> [Stored records]:

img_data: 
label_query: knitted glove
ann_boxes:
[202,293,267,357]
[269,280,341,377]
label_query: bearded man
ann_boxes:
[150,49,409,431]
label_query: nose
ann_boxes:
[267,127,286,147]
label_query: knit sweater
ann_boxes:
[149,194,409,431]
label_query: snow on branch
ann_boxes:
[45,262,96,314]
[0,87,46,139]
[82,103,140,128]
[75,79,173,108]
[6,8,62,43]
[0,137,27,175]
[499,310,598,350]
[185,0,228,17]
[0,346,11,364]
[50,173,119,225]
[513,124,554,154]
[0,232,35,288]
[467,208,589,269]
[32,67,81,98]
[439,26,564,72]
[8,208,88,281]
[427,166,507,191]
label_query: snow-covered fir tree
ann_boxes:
--
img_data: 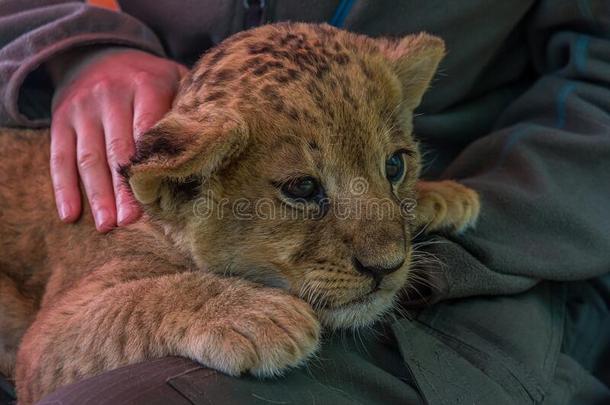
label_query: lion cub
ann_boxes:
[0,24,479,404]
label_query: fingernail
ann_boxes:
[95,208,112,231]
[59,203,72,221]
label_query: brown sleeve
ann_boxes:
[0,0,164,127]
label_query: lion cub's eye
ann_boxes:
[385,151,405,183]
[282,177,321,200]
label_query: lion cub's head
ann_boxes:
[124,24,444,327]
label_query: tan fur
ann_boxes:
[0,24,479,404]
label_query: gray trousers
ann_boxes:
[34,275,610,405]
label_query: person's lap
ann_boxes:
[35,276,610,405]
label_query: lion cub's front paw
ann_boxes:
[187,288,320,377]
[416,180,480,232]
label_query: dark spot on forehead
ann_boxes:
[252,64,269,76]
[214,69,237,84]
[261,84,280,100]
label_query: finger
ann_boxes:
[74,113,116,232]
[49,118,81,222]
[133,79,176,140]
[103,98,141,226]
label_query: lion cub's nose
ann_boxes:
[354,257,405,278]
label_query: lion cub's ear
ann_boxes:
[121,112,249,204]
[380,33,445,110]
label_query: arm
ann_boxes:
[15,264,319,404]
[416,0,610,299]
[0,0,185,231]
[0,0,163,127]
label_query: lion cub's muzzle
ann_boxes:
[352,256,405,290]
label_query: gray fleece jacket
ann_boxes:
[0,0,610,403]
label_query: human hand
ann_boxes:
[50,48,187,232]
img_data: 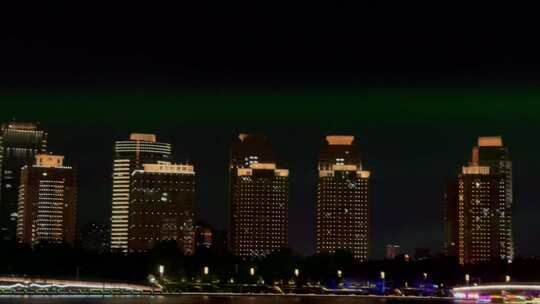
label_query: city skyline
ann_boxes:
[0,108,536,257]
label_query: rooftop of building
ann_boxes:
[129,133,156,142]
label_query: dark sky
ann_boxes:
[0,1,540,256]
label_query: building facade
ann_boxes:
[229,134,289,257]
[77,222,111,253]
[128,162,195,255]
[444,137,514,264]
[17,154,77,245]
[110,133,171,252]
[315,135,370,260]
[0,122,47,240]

> [Work instructions]: Please copy out the data word for word, starting at the line that contains "label_query: nose" and stopping after the line that contains "[149,194,409,431]".

> [Solution below]:
label_query: nose
ann_boxes:
[267,127,286,147]
label_query: knit sweater
ann_boxes:
[149,194,409,431]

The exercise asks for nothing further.